---------- Information shown ----------

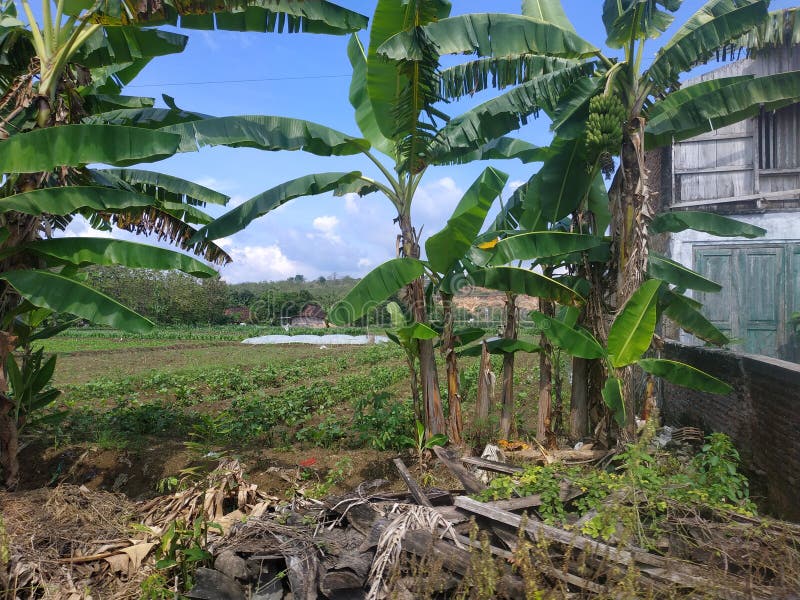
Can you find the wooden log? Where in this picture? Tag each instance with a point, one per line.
(657, 568)
(415, 490)
(302, 571)
(472, 485)
(453, 559)
(613, 498)
(349, 573)
(492, 465)
(563, 455)
(567, 493)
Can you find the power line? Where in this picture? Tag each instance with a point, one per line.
(225, 81)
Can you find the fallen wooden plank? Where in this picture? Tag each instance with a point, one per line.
(492, 465)
(472, 485)
(658, 568)
(453, 559)
(412, 486)
(563, 455)
(568, 492)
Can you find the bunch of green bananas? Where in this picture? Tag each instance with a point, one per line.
(604, 130)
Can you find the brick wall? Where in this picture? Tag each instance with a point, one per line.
(761, 415)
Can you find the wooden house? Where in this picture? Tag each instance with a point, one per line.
(312, 315)
(749, 171)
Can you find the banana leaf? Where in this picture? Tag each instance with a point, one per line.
(632, 331)
(661, 267)
(448, 245)
(257, 206)
(78, 145)
(376, 286)
(574, 341)
(64, 295)
(523, 281)
(684, 375)
(706, 222)
(102, 251)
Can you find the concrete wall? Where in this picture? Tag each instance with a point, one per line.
(761, 415)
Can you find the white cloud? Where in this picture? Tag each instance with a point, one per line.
(435, 201)
(80, 228)
(260, 263)
(350, 204)
(327, 225)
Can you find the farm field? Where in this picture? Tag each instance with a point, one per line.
(168, 405)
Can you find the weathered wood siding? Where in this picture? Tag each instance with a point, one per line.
(754, 160)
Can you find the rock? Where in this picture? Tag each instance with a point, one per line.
(232, 565)
(269, 585)
(213, 585)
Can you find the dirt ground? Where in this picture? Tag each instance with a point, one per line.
(138, 473)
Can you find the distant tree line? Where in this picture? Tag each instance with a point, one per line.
(175, 298)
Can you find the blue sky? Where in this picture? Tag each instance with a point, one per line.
(307, 76)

----------

**Task goal**
Having found the line with "Can you find the banana", transcribe it and each line after it to the end of the entries, with no other lines.

**Task answer**
Can you find the banana leaf? Where in this picture? Tag each instance with a point, one per line.
(632, 331)
(661, 267)
(448, 245)
(257, 206)
(78, 145)
(376, 286)
(574, 341)
(64, 295)
(523, 281)
(684, 375)
(706, 222)
(102, 251)
Can you find the concrete wall? Where in this picture? Tag each instance with a point, one per line.
(761, 415)
Can you find the white cloud? Where in this picture? Tag each instance with a point, one per line.
(435, 201)
(80, 228)
(260, 263)
(350, 204)
(327, 225)
Can you find the farm field? Where in this picture? Tag each instance with a point, one per line.
(168, 405)
Can you find the weathered wood siding? Where in this picture? Tag each instance with a point, one per line.
(754, 160)
Can you find the rock? Where in this picture? Tag each instance with a point, one per line.
(232, 565)
(269, 585)
(213, 585)
Can you find the dirt ground? Where in this picture? Tag each instance with a point, one per line.
(138, 473)
Can you find the distant tree line? Where in this picture? Tag each instance with a point, one per line.
(175, 298)
Can you find the blue sky? Where in this picture? Tag each instance with a point, one per line.
(307, 76)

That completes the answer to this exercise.